======== Dataset records

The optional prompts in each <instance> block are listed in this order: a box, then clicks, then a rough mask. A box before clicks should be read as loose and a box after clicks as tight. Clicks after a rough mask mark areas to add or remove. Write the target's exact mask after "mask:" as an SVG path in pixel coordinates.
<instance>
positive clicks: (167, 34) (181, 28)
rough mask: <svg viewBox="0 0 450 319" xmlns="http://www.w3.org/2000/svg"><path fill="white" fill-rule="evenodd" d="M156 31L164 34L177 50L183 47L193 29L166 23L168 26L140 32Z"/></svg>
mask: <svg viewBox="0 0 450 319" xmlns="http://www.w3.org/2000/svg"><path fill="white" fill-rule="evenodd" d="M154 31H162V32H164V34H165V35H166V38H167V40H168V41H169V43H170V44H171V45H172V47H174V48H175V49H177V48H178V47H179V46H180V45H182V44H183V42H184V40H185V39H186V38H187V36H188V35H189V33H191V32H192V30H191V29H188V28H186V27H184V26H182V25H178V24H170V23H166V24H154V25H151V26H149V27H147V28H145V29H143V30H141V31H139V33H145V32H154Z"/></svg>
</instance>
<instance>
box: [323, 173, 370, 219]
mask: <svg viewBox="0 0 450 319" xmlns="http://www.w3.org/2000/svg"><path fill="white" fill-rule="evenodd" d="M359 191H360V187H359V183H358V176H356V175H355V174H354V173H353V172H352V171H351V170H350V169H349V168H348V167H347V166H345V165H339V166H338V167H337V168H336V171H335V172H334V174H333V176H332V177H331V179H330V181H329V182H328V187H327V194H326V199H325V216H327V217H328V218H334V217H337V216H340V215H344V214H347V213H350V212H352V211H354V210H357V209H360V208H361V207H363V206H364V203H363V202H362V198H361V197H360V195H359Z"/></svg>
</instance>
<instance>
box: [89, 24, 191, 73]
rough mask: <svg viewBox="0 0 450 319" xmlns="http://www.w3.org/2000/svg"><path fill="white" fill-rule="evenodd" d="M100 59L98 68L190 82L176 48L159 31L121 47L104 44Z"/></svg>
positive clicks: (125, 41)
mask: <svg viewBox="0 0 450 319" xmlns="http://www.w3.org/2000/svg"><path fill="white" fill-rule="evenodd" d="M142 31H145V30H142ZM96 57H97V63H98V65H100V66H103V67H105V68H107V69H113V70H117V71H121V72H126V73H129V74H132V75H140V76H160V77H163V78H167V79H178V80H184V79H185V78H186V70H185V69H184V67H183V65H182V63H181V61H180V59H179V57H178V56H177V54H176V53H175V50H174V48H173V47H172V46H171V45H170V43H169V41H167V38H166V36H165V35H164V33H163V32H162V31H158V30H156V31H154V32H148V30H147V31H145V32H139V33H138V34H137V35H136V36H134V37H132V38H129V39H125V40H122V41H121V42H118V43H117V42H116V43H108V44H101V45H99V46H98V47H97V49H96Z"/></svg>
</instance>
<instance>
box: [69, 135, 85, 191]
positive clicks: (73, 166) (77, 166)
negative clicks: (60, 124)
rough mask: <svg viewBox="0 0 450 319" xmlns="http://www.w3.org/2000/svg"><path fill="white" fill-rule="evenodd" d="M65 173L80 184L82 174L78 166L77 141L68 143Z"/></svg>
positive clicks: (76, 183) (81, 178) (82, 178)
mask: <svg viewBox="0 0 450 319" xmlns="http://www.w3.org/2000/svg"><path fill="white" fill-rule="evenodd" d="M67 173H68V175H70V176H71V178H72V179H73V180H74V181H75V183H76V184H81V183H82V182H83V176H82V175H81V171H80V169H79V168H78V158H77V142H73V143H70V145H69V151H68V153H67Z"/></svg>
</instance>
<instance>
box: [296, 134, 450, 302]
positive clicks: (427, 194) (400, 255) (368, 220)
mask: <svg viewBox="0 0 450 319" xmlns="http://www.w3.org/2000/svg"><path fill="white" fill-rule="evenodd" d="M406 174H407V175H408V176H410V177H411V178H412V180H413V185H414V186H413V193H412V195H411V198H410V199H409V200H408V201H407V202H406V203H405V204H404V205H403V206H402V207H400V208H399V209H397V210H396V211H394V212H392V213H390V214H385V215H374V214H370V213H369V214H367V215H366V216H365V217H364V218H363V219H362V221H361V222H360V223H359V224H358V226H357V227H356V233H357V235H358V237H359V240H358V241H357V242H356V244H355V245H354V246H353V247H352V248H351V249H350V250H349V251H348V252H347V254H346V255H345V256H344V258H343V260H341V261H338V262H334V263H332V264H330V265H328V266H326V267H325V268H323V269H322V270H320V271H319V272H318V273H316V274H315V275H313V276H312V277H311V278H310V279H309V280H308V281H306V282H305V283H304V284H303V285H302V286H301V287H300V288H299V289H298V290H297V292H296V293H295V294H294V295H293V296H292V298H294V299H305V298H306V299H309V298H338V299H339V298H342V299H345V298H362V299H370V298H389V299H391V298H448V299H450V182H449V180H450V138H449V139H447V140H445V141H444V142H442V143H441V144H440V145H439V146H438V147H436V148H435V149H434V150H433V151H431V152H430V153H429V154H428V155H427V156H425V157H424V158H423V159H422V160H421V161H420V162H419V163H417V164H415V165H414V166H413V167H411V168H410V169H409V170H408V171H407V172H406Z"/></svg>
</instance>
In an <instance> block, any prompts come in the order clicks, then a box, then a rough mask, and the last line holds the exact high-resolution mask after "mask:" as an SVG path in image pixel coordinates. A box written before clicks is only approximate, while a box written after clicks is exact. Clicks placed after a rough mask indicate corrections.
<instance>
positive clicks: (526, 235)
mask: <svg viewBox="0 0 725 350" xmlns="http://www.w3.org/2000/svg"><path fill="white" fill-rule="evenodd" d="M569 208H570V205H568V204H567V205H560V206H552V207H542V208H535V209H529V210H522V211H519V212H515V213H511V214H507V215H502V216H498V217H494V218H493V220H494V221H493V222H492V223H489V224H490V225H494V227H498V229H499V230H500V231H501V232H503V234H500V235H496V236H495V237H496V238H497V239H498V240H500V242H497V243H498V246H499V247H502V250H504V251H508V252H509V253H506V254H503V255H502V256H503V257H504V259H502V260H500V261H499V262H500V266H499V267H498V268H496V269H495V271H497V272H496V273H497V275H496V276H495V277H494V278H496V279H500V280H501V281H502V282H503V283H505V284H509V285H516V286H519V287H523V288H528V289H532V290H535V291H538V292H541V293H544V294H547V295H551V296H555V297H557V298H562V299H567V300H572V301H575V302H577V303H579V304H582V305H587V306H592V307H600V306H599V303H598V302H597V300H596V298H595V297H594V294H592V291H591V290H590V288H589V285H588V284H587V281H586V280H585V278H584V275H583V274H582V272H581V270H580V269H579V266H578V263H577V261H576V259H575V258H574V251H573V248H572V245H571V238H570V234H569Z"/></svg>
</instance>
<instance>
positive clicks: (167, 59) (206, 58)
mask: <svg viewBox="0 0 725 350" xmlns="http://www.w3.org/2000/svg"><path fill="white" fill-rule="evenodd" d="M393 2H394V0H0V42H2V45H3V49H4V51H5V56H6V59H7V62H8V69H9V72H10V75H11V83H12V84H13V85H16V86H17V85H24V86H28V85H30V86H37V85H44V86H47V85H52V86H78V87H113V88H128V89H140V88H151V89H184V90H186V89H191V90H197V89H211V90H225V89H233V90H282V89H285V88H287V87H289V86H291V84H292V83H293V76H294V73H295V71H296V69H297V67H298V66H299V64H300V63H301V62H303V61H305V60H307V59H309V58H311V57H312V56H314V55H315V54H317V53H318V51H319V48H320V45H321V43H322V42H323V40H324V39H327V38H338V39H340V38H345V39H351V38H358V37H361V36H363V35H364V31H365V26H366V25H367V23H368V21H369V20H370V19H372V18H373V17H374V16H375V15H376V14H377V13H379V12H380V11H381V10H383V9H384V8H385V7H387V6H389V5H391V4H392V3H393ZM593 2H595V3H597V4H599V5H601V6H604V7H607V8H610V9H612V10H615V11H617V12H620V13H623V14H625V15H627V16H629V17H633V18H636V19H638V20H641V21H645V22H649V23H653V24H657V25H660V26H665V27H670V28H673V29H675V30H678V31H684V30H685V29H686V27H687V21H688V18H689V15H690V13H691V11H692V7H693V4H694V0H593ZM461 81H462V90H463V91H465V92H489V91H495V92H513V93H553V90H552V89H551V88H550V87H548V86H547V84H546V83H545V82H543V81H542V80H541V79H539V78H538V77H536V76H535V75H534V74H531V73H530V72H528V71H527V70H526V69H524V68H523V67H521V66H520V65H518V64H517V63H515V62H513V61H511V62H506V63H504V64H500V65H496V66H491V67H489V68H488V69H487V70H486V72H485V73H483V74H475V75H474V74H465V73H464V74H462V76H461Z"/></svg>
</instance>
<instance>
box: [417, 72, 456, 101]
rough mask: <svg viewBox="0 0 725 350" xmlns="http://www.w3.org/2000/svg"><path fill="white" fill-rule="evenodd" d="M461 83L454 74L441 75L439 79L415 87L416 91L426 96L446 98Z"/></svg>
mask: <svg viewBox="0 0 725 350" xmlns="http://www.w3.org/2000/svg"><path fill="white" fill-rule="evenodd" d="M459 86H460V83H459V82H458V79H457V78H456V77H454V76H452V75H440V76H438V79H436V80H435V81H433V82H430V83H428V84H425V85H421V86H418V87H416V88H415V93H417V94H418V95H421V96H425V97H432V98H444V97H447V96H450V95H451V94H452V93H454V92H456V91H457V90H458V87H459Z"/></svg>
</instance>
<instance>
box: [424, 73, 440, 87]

================

Transcribe, word for word, the data above from its first line through the line with "59L98 68L190 82L176", and include nothing else.

The optional prompts in each <instance> block are listed in this order: a box, then clicks, then a rough mask. A box before clicks should be read as loose and a box after clicks as tight. Clicks after a rough mask mark areas to add or remove. Write the target's exact mask after "mask:" as an SVG path in pixel coordinates.
<instance>
positive clicks: (167, 34) (181, 28)
rough mask: <svg viewBox="0 0 450 319" xmlns="http://www.w3.org/2000/svg"><path fill="white" fill-rule="evenodd" d="M156 31L164 34L177 50L183 47L193 29L166 23L168 26L140 32Z"/></svg>
mask: <svg viewBox="0 0 450 319" xmlns="http://www.w3.org/2000/svg"><path fill="white" fill-rule="evenodd" d="M154 31H162V32H164V34H165V35H166V38H167V40H168V41H169V43H170V44H171V45H172V47H174V48H175V49H177V48H178V47H179V46H180V45H182V44H183V42H184V40H185V39H186V38H187V36H188V35H189V33H191V32H192V30H191V29H188V28H186V27H184V26H182V25H178V24H170V23H166V24H154V25H151V26H149V27H147V28H145V29H143V30H141V31H139V33H145V32H154Z"/></svg>
</instance>
<instance>
box: [323, 173, 370, 219]
mask: <svg viewBox="0 0 450 319" xmlns="http://www.w3.org/2000/svg"><path fill="white" fill-rule="evenodd" d="M359 191H360V187H359V183H358V176H356V175H355V174H354V173H353V172H352V171H351V170H350V169H349V168H348V167H347V166H345V165H339V166H338V167H337V168H336V171H335V172H334V174H333V176H332V177H331V179H330V181H329V182H328V187H327V194H326V199H325V216H327V217H328V218H334V217H337V216H340V215H344V214H347V213H350V212H352V211H354V210H357V209H360V208H361V207H363V206H364V203H363V202H362V198H361V197H360V195H359Z"/></svg>
</instance>
<instance>
box: [89, 24, 191, 73]
rough mask: <svg viewBox="0 0 450 319" xmlns="http://www.w3.org/2000/svg"><path fill="white" fill-rule="evenodd" d="M100 59L98 68L190 82L176 48L159 31L121 47L104 44Z"/></svg>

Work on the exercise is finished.